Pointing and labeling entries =
::::

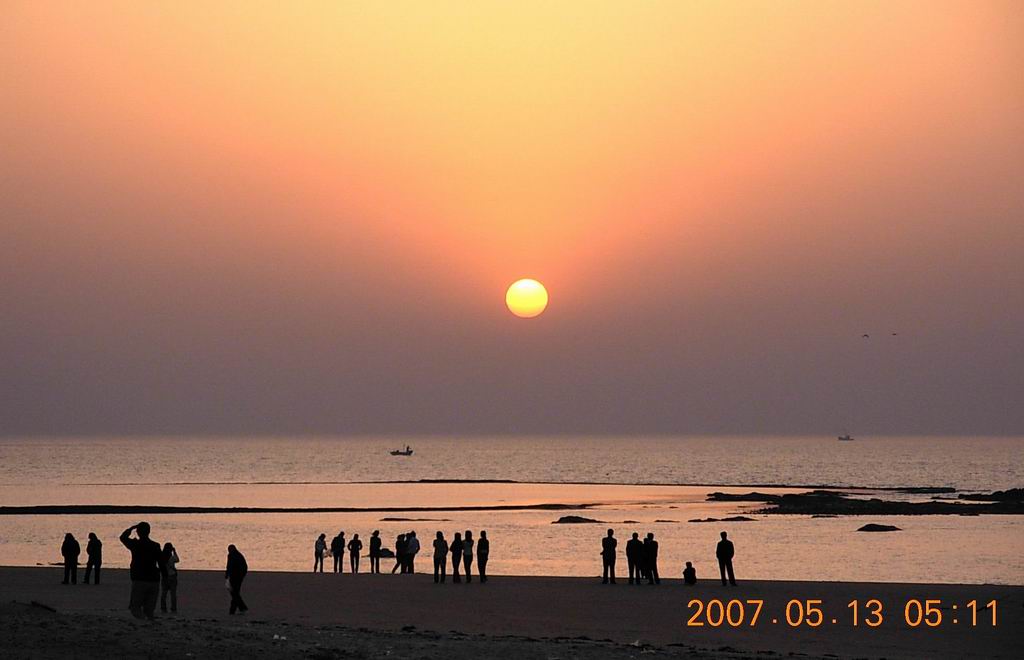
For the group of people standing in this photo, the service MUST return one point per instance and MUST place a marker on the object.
(71, 550)
(154, 573)
(641, 557)
(463, 550)
(338, 548)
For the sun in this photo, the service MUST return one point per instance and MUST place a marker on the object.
(526, 298)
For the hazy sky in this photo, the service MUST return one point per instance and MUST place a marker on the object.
(302, 217)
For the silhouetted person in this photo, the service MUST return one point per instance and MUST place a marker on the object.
(146, 560)
(634, 559)
(456, 548)
(375, 552)
(70, 551)
(440, 558)
(399, 554)
(318, 548)
(482, 555)
(354, 546)
(235, 573)
(338, 552)
(94, 554)
(412, 548)
(725, 553)
(467, 556)
(608, 545)
(169, 578)
(689, 574)
(650, 559)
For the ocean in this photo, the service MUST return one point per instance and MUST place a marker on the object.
(630, 484)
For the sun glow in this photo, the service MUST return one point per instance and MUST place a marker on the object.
(526, 298)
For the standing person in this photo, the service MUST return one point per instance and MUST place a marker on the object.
(145, 570)
(318, 548)
(375, 552)
(440, 558)
(725, 552)
(169, 575)
(689, 574)
(338, 552)
(634, 558)
(412, 547)
(467, 556)
(608, 547)
(94, 553)
(399, 554)
(70, 551)
(237, 570)
(456, 548)
(650, 559)
(482, 555)
(354, 546)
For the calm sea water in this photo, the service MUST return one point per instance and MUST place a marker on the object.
(602, 472)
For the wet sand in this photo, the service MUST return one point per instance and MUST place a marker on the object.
(329, 615)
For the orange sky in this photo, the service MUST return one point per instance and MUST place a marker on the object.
(193, 169)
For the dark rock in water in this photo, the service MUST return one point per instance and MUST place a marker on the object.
(925, 490)
(871, 527)
(751, 496)
(1014, 494)
(573, 520)
(825, 501)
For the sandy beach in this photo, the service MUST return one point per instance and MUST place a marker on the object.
(327, 615)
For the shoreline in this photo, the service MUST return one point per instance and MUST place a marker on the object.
(532, 616)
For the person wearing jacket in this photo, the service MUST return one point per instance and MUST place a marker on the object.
(456, 550)
(338, 552)
(467, 556)
(71, 550)
(169, 578)
(440, 558)
(235, 574)
(320, 547)
(354, 547)
(482, 554)
(94, 555)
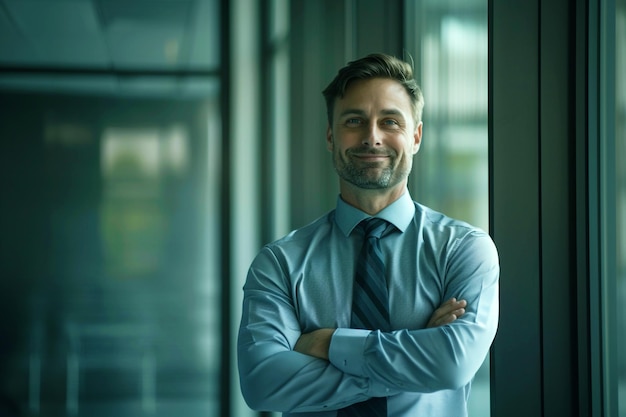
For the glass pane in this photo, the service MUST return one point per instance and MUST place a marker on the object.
(451, 171)
(620, 190)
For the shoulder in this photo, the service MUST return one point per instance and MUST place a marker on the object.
(441, 229)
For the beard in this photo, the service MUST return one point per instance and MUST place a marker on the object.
(371, 175)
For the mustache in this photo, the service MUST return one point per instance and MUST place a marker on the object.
(368, 150)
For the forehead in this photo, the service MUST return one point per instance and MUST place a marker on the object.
(374, 94)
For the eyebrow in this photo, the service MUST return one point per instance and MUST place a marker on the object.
(359, 112)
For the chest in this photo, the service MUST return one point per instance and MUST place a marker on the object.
(322, 289)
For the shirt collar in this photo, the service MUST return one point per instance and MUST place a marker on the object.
(399, 213)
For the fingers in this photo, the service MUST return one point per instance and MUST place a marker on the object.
(447, 312)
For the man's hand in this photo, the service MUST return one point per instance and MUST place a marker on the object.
(447, 312)
(315, 343)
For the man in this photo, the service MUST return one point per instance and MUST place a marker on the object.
(305, 346)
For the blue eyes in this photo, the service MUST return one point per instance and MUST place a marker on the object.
(356, 122)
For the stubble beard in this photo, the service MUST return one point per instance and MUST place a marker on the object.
(369, 176)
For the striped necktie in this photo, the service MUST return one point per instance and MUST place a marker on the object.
(370, 305)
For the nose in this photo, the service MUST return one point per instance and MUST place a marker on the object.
(373, 136)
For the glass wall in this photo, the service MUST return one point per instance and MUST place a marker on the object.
(110, 119)
(448, 41)
(620, 200)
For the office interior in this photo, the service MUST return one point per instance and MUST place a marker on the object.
(149, 148)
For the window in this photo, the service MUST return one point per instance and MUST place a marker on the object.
(613, 208)
(450, 174)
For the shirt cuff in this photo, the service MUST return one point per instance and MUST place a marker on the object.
(346, 350)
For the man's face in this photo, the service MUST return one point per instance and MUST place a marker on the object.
(374, 136)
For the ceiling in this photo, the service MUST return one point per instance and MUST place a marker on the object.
(89, 44)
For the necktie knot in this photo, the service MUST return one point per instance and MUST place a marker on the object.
(373, 227)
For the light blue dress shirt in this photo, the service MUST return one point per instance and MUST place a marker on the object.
(303, 282)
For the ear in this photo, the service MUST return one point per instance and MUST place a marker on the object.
(417, 137)
(329, 139)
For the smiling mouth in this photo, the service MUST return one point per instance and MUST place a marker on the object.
(371, 157)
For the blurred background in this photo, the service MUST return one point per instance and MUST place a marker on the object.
(148, 148)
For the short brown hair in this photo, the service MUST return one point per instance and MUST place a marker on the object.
(374, 66)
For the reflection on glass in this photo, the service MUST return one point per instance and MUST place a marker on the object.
(620, 183)
(451, 170)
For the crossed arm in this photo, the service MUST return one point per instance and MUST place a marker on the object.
(317, 342)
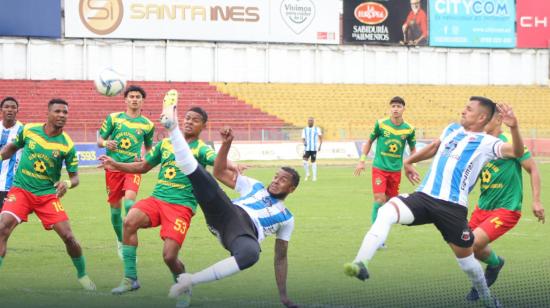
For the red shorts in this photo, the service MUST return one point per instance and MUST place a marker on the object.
(119, 182)
(20, 203)
(173, 219)
(495, 223)
(386, 182)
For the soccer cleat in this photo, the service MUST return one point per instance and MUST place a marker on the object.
(357, 270)
(168, 118)
(87, 283)
(183, 285)
(184, 300)
(126, 285)
(491, 275)
(119, 250)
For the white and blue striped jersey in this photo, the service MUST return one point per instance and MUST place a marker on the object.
(9, 166)
(458, 162)
(311, 137)
(270, 216)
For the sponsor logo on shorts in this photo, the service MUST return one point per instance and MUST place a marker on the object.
(465, 235)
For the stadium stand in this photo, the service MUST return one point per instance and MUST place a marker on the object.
(349, 111)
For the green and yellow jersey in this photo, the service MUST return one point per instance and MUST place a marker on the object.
(390, 145)
(42, 159)
(172, 185)
(129, 133)
(502, 182)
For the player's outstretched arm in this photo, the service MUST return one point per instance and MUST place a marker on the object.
(223, 171)
(8, 150)
(365, 149)
(107, 162)
(281, 270)
(62, 187)
(531, 167)
(509, 119)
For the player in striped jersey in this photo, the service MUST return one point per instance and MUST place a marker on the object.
(500, 202)
(10, 129)
(242, 224)
(442, 199)
(37, 187)
(312, 136)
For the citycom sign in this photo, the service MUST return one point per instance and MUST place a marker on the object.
(533, 24)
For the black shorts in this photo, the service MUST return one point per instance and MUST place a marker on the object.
(225, 220)
(3, 195)
(312, 154)
(449, 218)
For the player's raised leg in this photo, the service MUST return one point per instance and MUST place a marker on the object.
(74, 250)
(135, 220)
(8, 222)
(394, 211)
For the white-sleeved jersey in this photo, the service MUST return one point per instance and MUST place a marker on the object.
(311, 137)
(270, 216)
(458, 162)
(8, 167)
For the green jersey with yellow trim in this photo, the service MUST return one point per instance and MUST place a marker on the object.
(129, 133)
(502, 182)
(42, 159)
(391, 143)
(172, 185)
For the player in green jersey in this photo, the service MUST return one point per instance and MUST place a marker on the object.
(37, 187)
(123, 134)
(172, 203)
(392, 134)
(500, 201)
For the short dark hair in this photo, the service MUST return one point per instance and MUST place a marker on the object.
(133, 88)
(54, 101)
(9, 98)
(200, 111)
(397, 100)
(486, 103)
(294, 174)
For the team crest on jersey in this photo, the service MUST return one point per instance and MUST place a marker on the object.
(465, 235)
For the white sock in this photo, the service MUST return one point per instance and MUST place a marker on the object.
(314, 170)
(387, 216)
(184, 157)
(222, 269)
(473, 269)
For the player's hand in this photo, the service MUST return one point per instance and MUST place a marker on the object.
(288, 303)
(538, 211)
(359, 168)
(106, 162)
(111, 145)
(227, 134)
(411, 173)
(508, 116)
(61, 189)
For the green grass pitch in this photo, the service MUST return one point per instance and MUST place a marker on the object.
(332, 216)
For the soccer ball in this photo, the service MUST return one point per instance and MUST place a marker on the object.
(109, 82)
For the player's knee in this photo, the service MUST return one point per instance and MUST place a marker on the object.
(246, 251)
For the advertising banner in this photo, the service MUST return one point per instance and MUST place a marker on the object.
(473, 23)
(289, 21)
(533, 29)
(31, 18)
(402, 22)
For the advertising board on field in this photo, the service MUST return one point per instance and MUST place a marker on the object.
(402, 22)
(288, 21)
(533, 27)
(472, 23)
(31, 18)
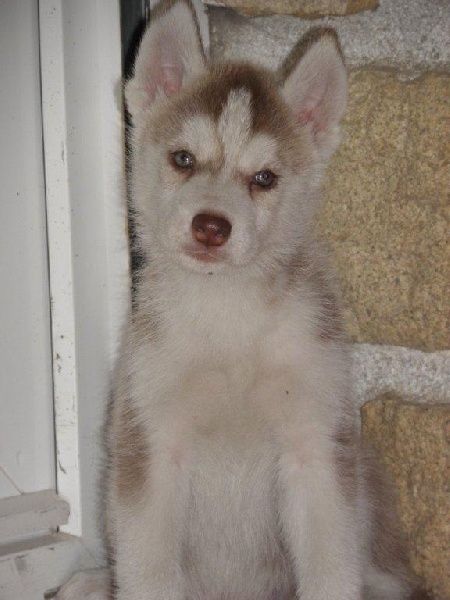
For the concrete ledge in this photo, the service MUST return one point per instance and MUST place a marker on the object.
(408, 35)
(413, 442)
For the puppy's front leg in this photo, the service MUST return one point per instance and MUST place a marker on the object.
(319, 526)
(149, 532)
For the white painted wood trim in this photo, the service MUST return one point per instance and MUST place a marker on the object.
(31, 513)
(87, 234)
(33, 569)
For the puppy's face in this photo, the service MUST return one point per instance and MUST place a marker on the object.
(227, 158)
(221, 169)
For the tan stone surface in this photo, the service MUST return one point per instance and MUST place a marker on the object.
(301, 8)
(388, 212)
(413, 441)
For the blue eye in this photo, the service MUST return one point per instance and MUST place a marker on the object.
(264, 179)
(183, 159)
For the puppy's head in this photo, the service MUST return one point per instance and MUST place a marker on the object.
(227, 158)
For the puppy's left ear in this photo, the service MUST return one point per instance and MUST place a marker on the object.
(315, 87)
(171, 55)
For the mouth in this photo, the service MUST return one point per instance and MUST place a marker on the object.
(208, 255)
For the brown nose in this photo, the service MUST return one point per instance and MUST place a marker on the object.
(210, 230)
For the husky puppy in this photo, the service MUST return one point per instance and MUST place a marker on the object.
(236, 472)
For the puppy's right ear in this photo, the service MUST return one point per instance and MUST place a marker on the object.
(170, 55)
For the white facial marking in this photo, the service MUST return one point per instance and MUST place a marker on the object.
(235, 124)
(199, 136)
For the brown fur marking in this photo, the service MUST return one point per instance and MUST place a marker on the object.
(131, 454)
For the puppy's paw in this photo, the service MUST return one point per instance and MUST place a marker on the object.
(86, 585)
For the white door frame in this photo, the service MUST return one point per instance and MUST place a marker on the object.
(83, 134)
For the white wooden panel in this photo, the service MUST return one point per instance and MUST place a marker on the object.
(29, 514)
(28, 570)
(87, 230)
(26, 414)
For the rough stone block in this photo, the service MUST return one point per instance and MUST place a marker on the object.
(408, 35)
(387, 213)
(299, 8)
(413, 442)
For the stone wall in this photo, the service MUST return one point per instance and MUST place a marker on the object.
(387, 211)
(386, 217)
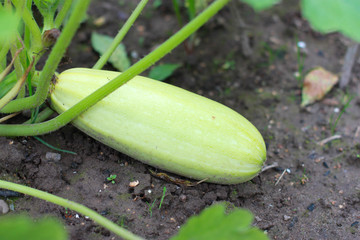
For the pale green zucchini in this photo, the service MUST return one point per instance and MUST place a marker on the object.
(165, 126)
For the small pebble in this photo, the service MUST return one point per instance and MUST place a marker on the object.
(51, 156)
(301, 44)
(286, 217)
(293, 221)
(182, 198)
(355, 224)
(4, 207)
(311, 207)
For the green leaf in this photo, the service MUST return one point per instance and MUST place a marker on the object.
(8, 25)
(17, 227)
(47, 7)
(7, 84)
(214, 224)
(119, 57)
(259, 5)
(163, 71)
(334, 15)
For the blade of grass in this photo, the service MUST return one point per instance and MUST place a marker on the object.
(121, 34)
(71, 205)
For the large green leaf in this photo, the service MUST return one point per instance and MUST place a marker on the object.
(17, 227)
(334, 15)
(259, 5)
(119, 57)
(214, 224)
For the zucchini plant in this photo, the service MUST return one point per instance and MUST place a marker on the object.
(175, 130)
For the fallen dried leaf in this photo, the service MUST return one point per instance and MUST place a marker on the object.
(317, 83)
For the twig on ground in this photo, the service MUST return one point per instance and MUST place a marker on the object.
(280, 177)
(348, 65)
(329, 139)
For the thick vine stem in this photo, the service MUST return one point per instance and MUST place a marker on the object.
(71, 205)
(51, 64)
(137, 68)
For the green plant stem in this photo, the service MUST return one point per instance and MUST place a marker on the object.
(27, 34)
(4, 51)
(51, 64)
(31, 24)
(137, 68)
(42, 116)
(177, 12)
(71, 205)
(62, 14)
(121, 34)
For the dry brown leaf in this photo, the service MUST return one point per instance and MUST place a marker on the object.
(317, 83)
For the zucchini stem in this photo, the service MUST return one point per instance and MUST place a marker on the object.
(52, 63)
(137, 68)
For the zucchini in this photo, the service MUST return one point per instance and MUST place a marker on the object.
(165, 126)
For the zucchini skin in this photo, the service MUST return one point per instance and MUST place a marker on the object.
(165, 126)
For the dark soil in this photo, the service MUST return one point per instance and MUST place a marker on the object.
(250, 69)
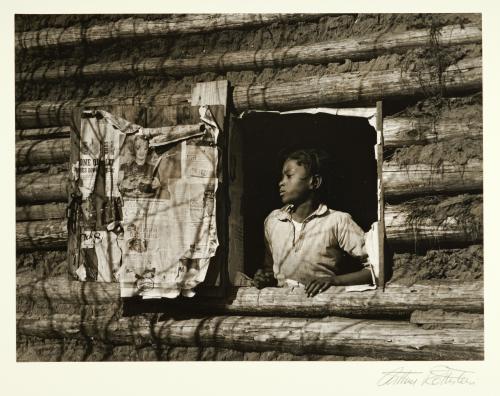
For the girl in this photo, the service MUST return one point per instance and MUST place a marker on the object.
(306, 241)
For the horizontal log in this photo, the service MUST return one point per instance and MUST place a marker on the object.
(50, 151)
(42, 187)
(131, 28)
(43, 133)
(433, 224)
(358, 87)
(460, 122)
(422, 179)
(355, 49)
(32, 349)
(42, 114)
(402, 228)
(398, 131)
(330, 89)
(49, 234)
(55, 210)
(442, 318)
(397, 301)
(330, 335)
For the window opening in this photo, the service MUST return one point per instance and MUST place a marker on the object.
(352, 180)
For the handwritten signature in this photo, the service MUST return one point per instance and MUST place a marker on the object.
(438, 375)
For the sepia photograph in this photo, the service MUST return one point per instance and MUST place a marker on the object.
(249, 187)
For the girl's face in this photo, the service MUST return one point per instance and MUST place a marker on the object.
(296, 183)
(141, 151)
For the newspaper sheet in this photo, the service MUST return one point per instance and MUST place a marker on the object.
(161, 242)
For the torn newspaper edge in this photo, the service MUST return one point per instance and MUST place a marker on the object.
(370, 113)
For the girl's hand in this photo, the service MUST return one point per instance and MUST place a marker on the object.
(320, 285)
(263, 278)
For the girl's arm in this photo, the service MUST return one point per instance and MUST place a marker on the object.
(354, 278)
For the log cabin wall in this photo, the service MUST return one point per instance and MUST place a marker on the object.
(427, 69)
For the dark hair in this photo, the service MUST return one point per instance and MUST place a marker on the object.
(315, 161)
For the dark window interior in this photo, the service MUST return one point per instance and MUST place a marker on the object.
(351, 181)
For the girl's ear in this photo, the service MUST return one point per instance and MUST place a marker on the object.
(316, 181)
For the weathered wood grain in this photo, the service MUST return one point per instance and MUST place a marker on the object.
(48, 234)
(41, 187)
(50, 151)
(357, 88)
(451, 319)
(33, 349)
(130, 28)
(460, 122)
(355, 49)
(43, 133)
(55, 210)
(329, 335)
(339, 89)
(398, 301)
(42, 114)
(421, 179)
(403, 230)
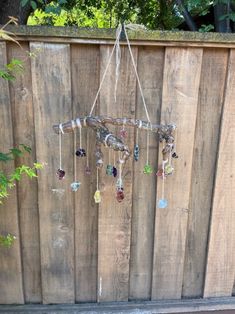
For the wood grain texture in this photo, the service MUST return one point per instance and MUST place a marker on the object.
(11, 288)
(114, 221)
(52, 103)
(85, 80)
(214, 65)
(23, 121)
(179, 106)
(220, 268)
(150, 69)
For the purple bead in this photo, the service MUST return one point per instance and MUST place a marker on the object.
(87, 171)
(123, 133)
(81, 152)
(114, 172)
(120, 195)
(60, 173)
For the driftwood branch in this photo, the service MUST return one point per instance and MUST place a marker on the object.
(106, 137)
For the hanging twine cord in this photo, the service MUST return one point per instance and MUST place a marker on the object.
(137, 76)
(97, 178)
(163, 178)
(87, 148)
(60, 145)
(116, 44)
(118, 61)
(106, 69)
(147, 150)
(75, 158)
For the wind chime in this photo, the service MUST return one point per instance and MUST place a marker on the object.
(116, 143)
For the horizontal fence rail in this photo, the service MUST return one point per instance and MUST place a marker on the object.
(69, 249)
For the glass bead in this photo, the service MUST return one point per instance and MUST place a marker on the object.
(159, 172)
(87, 171)
(148, 169)
(75, 186)
(174, 155)
(168, 169)
(80, 152)
(162, 203)
(114, 171)
(119, 183)
(109, 170)
(136, 152)
(120, 195)
(97, 197)
(60, 174)
(123, 133)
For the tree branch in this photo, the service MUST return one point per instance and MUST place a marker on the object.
(187, 16)
(107, 138)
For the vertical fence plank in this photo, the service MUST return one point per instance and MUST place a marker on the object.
(150, 69)
(52, 104)
(85, 80)
(11, 290)
(179, 105)
(214, 65)
(220, 269)
(23, 120)
(114, 222)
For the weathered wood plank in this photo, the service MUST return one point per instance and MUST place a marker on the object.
(114, 221)
(52, 103)
(138, 35)
(11, 289)
(179, 106)
(150, 69)
(214, 69)
(220, 268)
(23, 121)
(85, 80)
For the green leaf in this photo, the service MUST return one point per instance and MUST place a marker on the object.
(26, 148)
(33, 5)
(16, 152)
(24, 2)
(5, 157)
(38, 165)
(62, 2)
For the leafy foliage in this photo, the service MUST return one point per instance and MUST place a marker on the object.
(8, 180)
(154, 14)
(12, 69)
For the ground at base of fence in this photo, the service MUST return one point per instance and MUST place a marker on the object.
(203, 306)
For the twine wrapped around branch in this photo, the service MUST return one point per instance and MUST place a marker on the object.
(107, 138)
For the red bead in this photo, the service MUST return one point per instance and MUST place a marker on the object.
(123, 133)
(60, 173)
(120, 195)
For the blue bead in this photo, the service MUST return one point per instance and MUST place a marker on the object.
(75, 186)
(162, 203)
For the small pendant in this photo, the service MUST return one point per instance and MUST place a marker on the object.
(119, 184)
(148, 169)
(120, 195)
(162, 203)
(87, 171)
(123, 133)
(114, 171)
(97, 196)
(80, 152)
(160, 172)
(168, 170)
(109, 170)
(136, 152)
(60, 174)
(75, 186)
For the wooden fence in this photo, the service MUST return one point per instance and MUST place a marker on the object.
(68, 249)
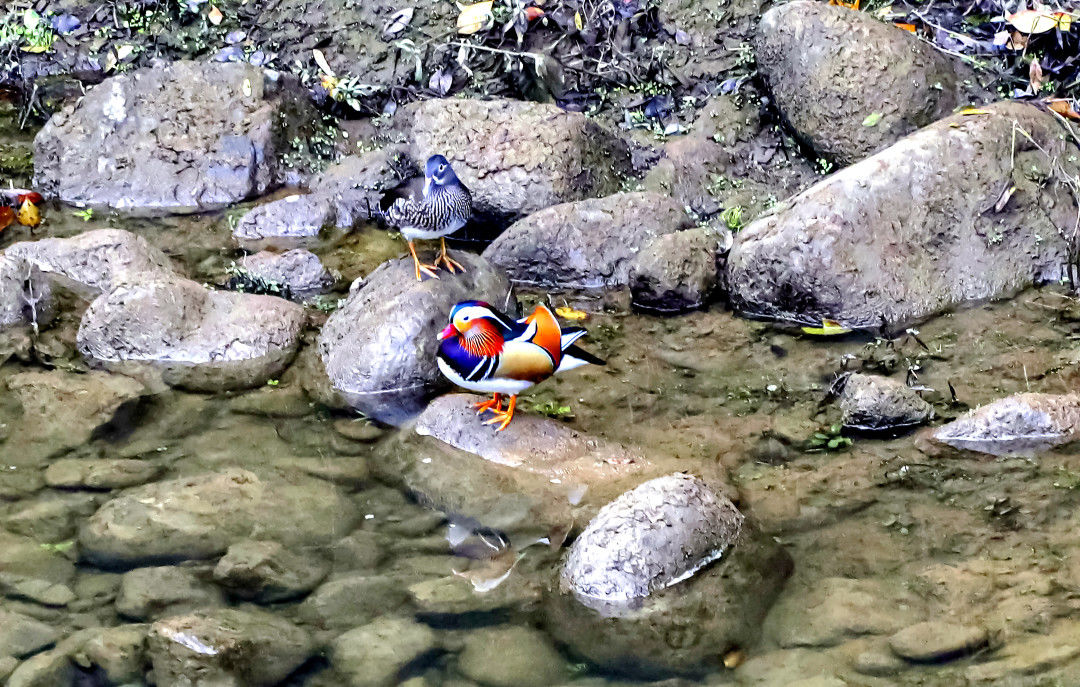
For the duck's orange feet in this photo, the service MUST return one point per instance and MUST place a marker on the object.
(451, 266)
(494, 404)
(420, 268)
(502, 417)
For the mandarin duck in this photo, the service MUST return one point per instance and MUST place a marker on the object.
(484, 350)
(444, 207)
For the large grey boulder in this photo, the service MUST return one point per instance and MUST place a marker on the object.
(918, 228)
(536, 475)
(356, 184)
(268, 571)
(850, 84)
(516, 157)
(585, 244)
(89, 402)
(26, 297)
(187, 335)
(374, 655)
(650, 538)
(180, 137)
(1021, 423)
(154, 592)
(379, 348)
(22, 635)
(670, 558)
(227, 647)
(676, 272)
(298, 270)
(873, 403)
(94, 261)
(201, 516)
(285, 220)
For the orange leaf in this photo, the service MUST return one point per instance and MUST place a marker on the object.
(28, 215)
(1063, 107)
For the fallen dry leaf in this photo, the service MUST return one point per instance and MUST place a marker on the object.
(1035, 76)
(1039, 21)
(569, 313)
(1063, 107)
(475, 17)
(28, 215)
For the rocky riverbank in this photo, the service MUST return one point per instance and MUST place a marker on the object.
(228, 458)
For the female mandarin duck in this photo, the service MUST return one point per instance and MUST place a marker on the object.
(484, 350)
(444, 207)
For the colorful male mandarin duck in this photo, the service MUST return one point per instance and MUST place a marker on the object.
(484, 350)
(444, 207)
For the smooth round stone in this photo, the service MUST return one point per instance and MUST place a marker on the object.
(936, 641)
(511, 657)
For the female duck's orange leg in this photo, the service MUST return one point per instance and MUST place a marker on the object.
(503, 417)
(495, 404)
(427, 269)
(451, 266)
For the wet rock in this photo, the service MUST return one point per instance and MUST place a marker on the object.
(89, 402)
(191, 336)
(650, 538)
(94, 261)
(1036, 656)
(1021, 423)
(375, 655)
(226, 646)
(585, 244)
(356, 184)
(26, 296)
(860, 248)
(118, 652)
(536, 475)
(152, 593)
(51, 519)
(346, 602)
(459, 595)
(820, 61)
(676, 272)
(49, 669)
(291, 217)
(298, 270)
(516, 157)
(22, 635)
(201, 516)
(267, 571)
(872, 403)
(108, 473)
(379, 348)
(837, 609)
(713, 613)
(184, 136)
(936, 641)
(24, 558)
(280, 401)
(511, 657)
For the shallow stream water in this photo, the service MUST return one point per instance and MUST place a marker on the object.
(932, 534)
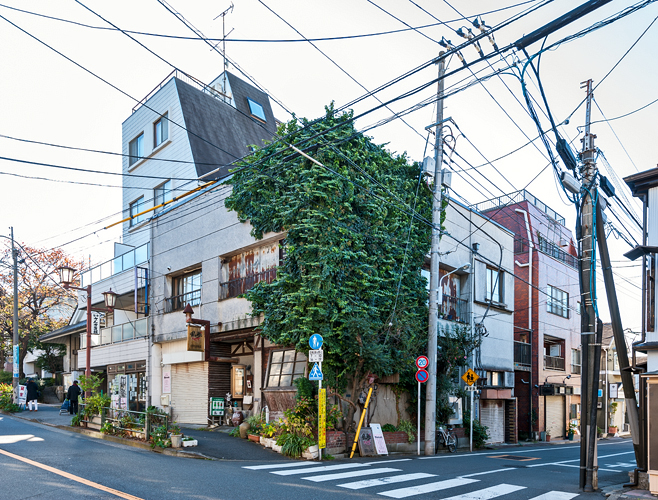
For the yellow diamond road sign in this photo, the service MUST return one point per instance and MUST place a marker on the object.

::::

WHAT TO DO = Emit the lines of the data above from the one containing "For the shallow" through its final line, both endpoints included. Pictures do not belong in the output.

SOLUTION TO THE PROBLEM =
For the shallow stream water in this photo, the service MUST return one point per instance and MUST place a marker on the object.
(932, 534)
For the yellow diamond road sign in this photo, the service MUST return one point per instance and MUST place a marker on the object.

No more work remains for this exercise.